#### TEXTE FOURNI:
'''

Merci à Raffaella qui nous l'a remise en mémoire.

On sait que l'annonce que François allait célébrer, en ce jour du Jeudi Saint, la Messe de la Cène du Seigneur dans la prison pour mineurs de Casal del Marmo, très appréciée pour sa valeur symbolique dans les milieux les plus éloignés de la religion, a suscité aussi une certaine perplexité, notamment de la part du Père Scalese (cf. La messe de la Cène du Seigneur).
Benoît XVI lui-même nous expliquait la signification du geste du lavement des pieds dans une catéchèse extraordinaire dont je parlais à l'époque en ces termes:

La catéchèse... par moments presque une méditation à voix haute, a été faite en grande partie a braccio, avec une grande passion, un grand désir de convaincre...
Cela n'a rien pour étonner: le Saint-Père y expliquait un sujet qui l'habite totalement, le "noyau"-même de son
Jésus de Nazareth II, "les trois jours saints au cours desquels l'Église fait mémoire du mystère de la passion, de la mort et de la résurrection de Jésus".

'''

#### EXERCICE ÉCRIT 1:
Dans le texte fourni, dans quelle prison François devait-il célébrer la Messe de la Cène du Seigneur ?
#### EXERCICE ÉCRIT 2:
Restituez tel quel le passage du texte fourni qui va de « Benoît XVI lui-même » jusqu'à « désir de convaincre... » inclus.
Vous n'aurez pas besoin des enregistrements.

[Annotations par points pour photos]
'''

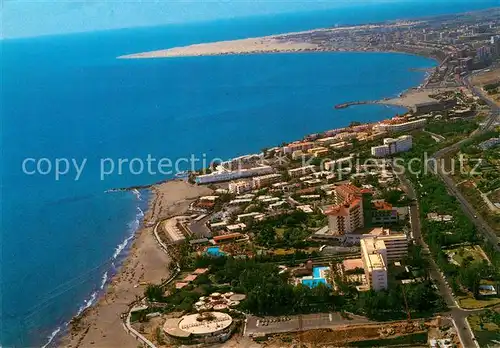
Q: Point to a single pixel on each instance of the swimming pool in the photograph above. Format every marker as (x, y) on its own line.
(312, 283)
(214, 251)
(317, 278)
(317, 271)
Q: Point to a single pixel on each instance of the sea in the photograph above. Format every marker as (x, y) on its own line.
(68, 97)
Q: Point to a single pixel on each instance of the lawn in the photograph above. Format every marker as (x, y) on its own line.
(468, 302)
(473, 253)
(485, 333)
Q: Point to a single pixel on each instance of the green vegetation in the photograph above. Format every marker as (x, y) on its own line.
(451, 129)
(434, 198)
(286, 231)
(414, 339)
(486, 327)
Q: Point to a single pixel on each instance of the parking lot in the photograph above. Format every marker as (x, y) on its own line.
(256, 326)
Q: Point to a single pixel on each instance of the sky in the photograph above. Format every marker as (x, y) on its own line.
(28, 18)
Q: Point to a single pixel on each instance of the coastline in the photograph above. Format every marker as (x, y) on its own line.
(144, 263)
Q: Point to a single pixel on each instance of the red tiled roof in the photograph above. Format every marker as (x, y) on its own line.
(227, 236)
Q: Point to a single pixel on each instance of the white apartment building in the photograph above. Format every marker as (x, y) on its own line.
(401, 127)
(297, 172)
(225, 175)
(331, 164)
(392, 146)
(240, 187)
(376, 252)
(265, 180)
(373, 255)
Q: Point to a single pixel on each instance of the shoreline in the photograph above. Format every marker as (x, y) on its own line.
(102, 321)
(101, 329)
(145, 262)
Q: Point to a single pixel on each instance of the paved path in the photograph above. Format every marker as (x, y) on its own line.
(458, 314)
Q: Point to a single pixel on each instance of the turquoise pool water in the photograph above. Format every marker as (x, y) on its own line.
(312, 283)
(317, 279)
(317, 271)
(214, 251)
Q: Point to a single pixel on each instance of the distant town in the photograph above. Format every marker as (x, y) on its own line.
(324, 241)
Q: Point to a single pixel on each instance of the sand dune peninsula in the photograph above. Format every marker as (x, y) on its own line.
(244, 46)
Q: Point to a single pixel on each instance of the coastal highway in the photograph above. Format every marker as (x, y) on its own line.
(481, 225)
(458, 314)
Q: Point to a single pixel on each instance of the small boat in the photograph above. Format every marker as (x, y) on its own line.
(183, 174)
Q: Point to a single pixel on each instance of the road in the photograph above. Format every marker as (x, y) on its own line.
(481, 225)
(458, 315)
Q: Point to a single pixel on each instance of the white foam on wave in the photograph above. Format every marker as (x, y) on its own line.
(133, 226)
(137, 194)
(104, 279)
(52, 336)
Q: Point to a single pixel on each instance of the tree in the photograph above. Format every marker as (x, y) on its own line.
(154, 293)
(266, 236)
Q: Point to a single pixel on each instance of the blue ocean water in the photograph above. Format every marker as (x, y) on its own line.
(68, 97)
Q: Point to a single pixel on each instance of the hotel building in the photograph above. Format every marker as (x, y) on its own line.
(400, 127)
(392, 146)
(377, 250)
(265, 180)
(297, 172)
(303, 146)
(226, 175)
(239, 187)
(373, 254)
(348, 215)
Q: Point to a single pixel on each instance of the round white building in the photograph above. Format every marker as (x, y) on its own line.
(198, 326)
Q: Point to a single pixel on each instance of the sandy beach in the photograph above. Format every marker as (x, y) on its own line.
(264, 44)
(101, 325)
(287, 42)
(415, 96)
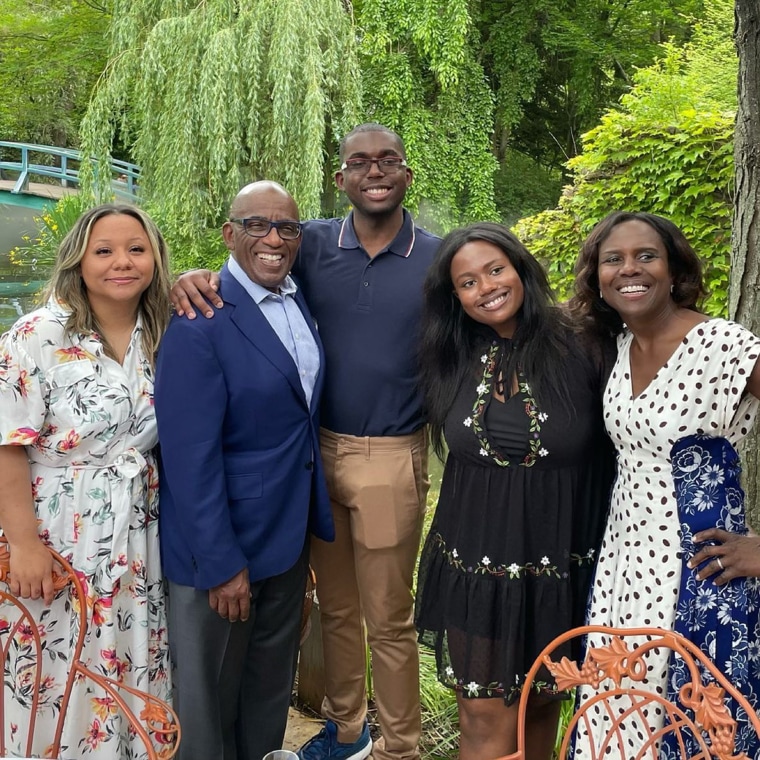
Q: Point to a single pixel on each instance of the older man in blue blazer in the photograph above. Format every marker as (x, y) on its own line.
(241, 486)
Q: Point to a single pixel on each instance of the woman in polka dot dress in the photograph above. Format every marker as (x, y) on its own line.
(508, 559)
(683, 392)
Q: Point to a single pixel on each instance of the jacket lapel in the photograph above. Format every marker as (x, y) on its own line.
(246, 315)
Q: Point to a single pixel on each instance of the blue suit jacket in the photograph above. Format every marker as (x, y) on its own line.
(241, 479)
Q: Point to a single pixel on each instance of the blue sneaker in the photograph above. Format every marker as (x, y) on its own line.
(325, 745)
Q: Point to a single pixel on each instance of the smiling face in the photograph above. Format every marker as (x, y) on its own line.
(118, 262)
(374, 193)
(488, 286)
(266, 260)
(634, 276)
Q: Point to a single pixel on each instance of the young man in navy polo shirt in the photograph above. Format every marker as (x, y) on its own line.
(362, 277)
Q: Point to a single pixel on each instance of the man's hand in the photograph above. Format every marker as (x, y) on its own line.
(733, 556)
(31, 571)
(196, 288)
(232, 600)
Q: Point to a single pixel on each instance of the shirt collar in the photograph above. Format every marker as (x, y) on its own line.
(401, 245)
(258, 292)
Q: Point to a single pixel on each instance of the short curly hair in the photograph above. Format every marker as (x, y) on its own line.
(683, 263)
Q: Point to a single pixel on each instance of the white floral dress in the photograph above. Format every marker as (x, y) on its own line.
(89, 429)
(700, 391)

'''

#### RÉPONSE COMMENTÉE 1:
Dans la prison pour mineurs de Casal del Marmo.

#### RÉPONSE COMMENTÉE 2:
Benoît XVI lui-même nous expliquait la signification du geste du lavement des pieds dans une catéchèse extraordinaire dont je parlais à l'époque en ces termes:

La catéchèse... par moments presque une méditation à voix haute, a été faite en grande partie a braccio, avec une grande passion, un grand désir de convaincre...